◆ Objective ◆
Repeat the whole listing exactly.
────────────────────────────────────────
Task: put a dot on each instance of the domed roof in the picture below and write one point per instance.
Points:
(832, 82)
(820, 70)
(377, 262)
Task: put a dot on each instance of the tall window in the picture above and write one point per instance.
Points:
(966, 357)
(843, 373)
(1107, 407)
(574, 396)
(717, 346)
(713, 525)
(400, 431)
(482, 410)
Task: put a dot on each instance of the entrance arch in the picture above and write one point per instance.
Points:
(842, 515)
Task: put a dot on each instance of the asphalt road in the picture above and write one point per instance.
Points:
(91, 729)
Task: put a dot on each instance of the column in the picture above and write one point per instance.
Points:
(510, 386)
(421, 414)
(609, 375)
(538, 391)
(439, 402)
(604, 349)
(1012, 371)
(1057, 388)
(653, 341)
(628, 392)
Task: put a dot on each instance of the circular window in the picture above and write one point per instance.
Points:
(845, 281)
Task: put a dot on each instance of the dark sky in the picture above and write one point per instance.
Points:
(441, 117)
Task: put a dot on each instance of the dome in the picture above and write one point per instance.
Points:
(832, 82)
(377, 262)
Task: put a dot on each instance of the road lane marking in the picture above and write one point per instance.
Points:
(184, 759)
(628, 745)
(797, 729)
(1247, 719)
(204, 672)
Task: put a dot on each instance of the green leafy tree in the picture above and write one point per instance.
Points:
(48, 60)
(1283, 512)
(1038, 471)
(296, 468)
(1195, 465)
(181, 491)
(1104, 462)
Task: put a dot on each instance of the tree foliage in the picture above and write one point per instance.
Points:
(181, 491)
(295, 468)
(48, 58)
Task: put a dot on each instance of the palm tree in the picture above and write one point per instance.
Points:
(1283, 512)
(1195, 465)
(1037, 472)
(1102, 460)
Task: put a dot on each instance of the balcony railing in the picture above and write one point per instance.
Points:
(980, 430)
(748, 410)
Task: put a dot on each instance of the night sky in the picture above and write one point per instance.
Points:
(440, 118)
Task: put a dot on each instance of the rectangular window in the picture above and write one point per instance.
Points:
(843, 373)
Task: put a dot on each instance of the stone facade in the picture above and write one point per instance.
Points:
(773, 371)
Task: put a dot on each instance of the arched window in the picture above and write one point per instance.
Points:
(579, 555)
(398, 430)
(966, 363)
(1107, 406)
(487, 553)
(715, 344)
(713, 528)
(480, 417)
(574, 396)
────────────────────────────────────────
◆ Output below ◆
Task: put a dot on each instance of the domed roof in the picture below and write one point per instance.
Points:
(832, 82)
(820, 70)
(377, 262)
Task: put a dot on each instance of the tall window in the picture above and write one point per instance.
Points:
(966, 357)
(843, 373)
(1107, 407)
(574, 396)
(717, 346)
(713, 525)
(400, 431)
(482, 410)
Task: put a dot on each instance of the entrance arch in the picture above and write one point per instance.
Points:
(842, 515)
Task: put a dot on each instance of the asphalt road in the picture above and write one point per instance.
Points:
(91, 729)
Task: put a dot on each instance of the column in the picture above and write one point per instance.
Points:
(510, 386)
(421, 414)
(609, 375)
(538, 391)
(439, 402)
(604, 349)
(1012, 371)
(1057, 388)
(653, 341)
(628, 392)
Task: put a dot on each instance of the circular window in the picture above and write one point per instance.
Points:
(845, 281)
Task: put a dot on each instance of the dark sky in the picture above and write one point per instance.
Points:
(441, 117)
Task: put a dot on each instance of the dome in the picture above and write one point per instance.
Points:
(832, 82)
(377, 262)
Task: put a dot on each instance of the road lane marking in the picture above and write one point per instance.
Points:
(184, 759)
(628, 745)
(797, 729)
(1247, 719)
(204, 672)
Task: put a dot on each instance of the green leafy tree in the picture above and write one point per instance.
Points:
(48, 60)
(1283, 512)
(1038, 471)
(296, 468)
(1195, 465)
(181, 491)
(1104, 462)
Task: put a dot on each instance of the tree foliage in the picture above and write one point per instance.
Points:
(181, 491)
(295, 468)
(48, 58)
Task: put a dot on each instance of the palm tree in the picture above and write one point per instance.
Points:
(1283, 512)
(1195, 465)
(1037, 472)
(1102, 460)
Task: put a dot on each instance of the balcony railing in the picture above and write one point per instance.
Points:
(980, 430)
(748, 410)
Task: put a dot on each instance of the night sky in the picture above and write one point per instance.
Points:
(440, 118)
Task: put a dot on each instance of the rectangular window in the picture above and write one point per instance.
Points:
(843, 373)
Task: put a dot on each instance of the stone facade in the picture above and write one point per instance.
Points:
(773, 371)
Task: put a dot on each instance of the arched window in the picture above and write one point per instance.
Points:
(579, 555)
(398, 430)
(966, 363)
(1107, 406)
(487, 553)
(715, 344)
(713, 528)
(480, 417)
(574, 396)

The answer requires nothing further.